(TEXT EXTRACT):
===============

SUPPORT CALL US AT 650-479-5641 DOWNLOAD

Insights and Updates

Read the HarperDB teams’ thoughts on database technology topics such as SQL, NOSQL, Schema-less architecture, IoT, Big Data, and more

SQL Queries to Complex Objects with the ARRAY() Function

Posted by Jacob Cohen on March 20, 2018
Jacob Cohen
Find me on:

How many times have you run into a situation where you wish you could do a SQL join without getting duplicate rows back? What if we could get a list column” returned instead? HarperDB’s ARRAY() function enables just that. In this blog post we’re going to take a look at a basic example of people with addresses and phone numbers. 

SQl queries blog.png

Use Cases for the ARRAY() Function

Most existing systems have trouble transforming relational data into hierarchical data. Typically large batch processes or ETL jobs exist to perform these data transformations. HarperDB can perform these transformations out-of-the-box with a single SQL query. This query effectively performs the job of an ORM without the need for bloated software. Don’t think this is possible? Keep reading. 
 

How the ARRAY() Function Works

The HarperDB ARRAY() function, forthcoming in a future release, is an aggregate function, similar to COUNT, SUM, AVG. The difference is that while standard aggregate functions will return computation results, ARRAY() returns a list of data as a field. While this may not be intuitive to those, like myself, who have been using SQL for years, it does enable the developer to create complex JSON objects with a single query. Let’s take a look at an example use case…
 

Example Data

We’ll be working with People, Phone Numbers, and Addresses. Each Address and/or Phone Number links back to a single Person. We have 10 person records, each with one or more phone numbers and addresses for a total of 20 addresses and 24 phone numbers.
example data
{
  "person_id": 1,
  "first_name": "Doug",
  "middle_name": "James",
  "last_name": "Henley",
  "saluation": "Mr.",
  "dob": "8/15/57",
  "address": [
    {
      "type": "MAILING",
      "addressLine1": "94317 Roxbury Court",
      "addressLine2": "Apt 102",
      "city": "Tampa",
      "state": "FL",
      "zip": 33625
    },
    {
      "type": "MAILING",
      "addressLine1": "35 Elgar Court",
      "city": "Arvada",
      "state": "CO",
      "zip": 80005
    }
  ]
}

Connecting Person and Phone Number

Let’s say I want to get all of the phone numbers for a person with ID 1. That’s fairly simple, I just query the phone number table for that person. But what happens if I also want to get the person data? I have to execute two queries and connect the data in my application.

===============

(DATA):
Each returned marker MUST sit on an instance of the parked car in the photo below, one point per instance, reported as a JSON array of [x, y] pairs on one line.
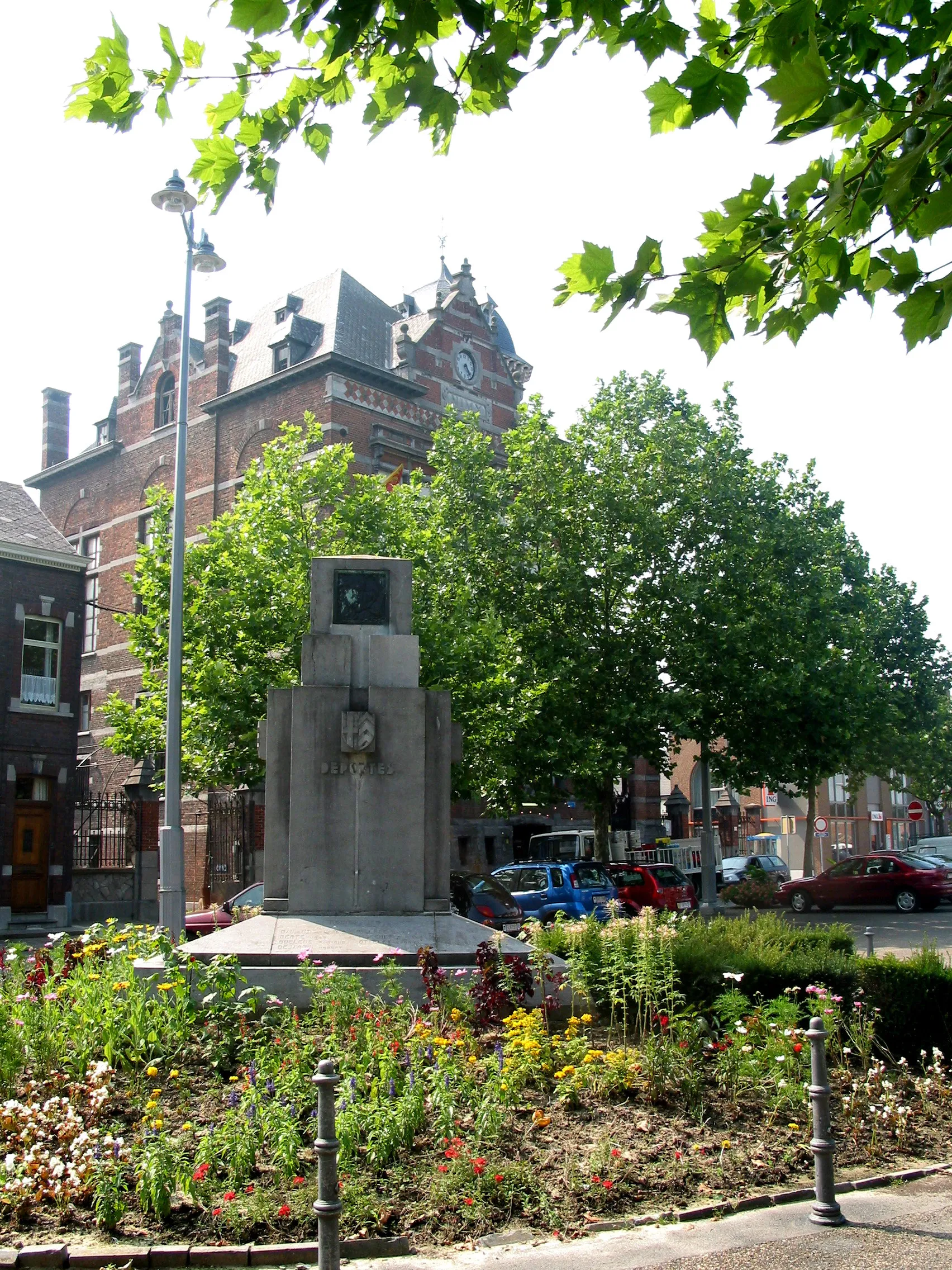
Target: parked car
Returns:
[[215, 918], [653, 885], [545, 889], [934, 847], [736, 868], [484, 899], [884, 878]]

===============

(EXERCISE 1):
Change "hierarchical" to "nested" in the passage of the ARRAY() function post starting with "How many times" and going on through "possible? Keep reading.", and give that passage back.
(EXERCISE 2):
According to the ARRAY() function post, what makes ARRAY() worth using even though it may not feel intuitive to longtime SQL users?

(FULL RESPONSE 1):
How many times have you run into a situation where you wish you could do a SQL join without getting duplicate rows back? What if we could get a list column” returned instead? HarperDB’s ARRAY() function enables just that. In this blog post we’re going to take a look at a basic example of people with addresses and phone numbers. 

SQl queries blog.png

Use Cases for the ARRAY() Function

Most existing systems have trouble transforming relational data into nested data. Typically large batch processes or ETL jobs exist to perform these data transformations. HarperDB can perform these transformations out-of-the-box with a single SQL query. This query effectively performs the job of an ORM without the need for bloated software. Don’t think this is possible? Keep reading.

(FULL RESPONSE 2):
Unlike standard aggregate functions, which return computation results, ARRAY() returns a list of data as a field. This lets the developer create complex JSON objects with a single query.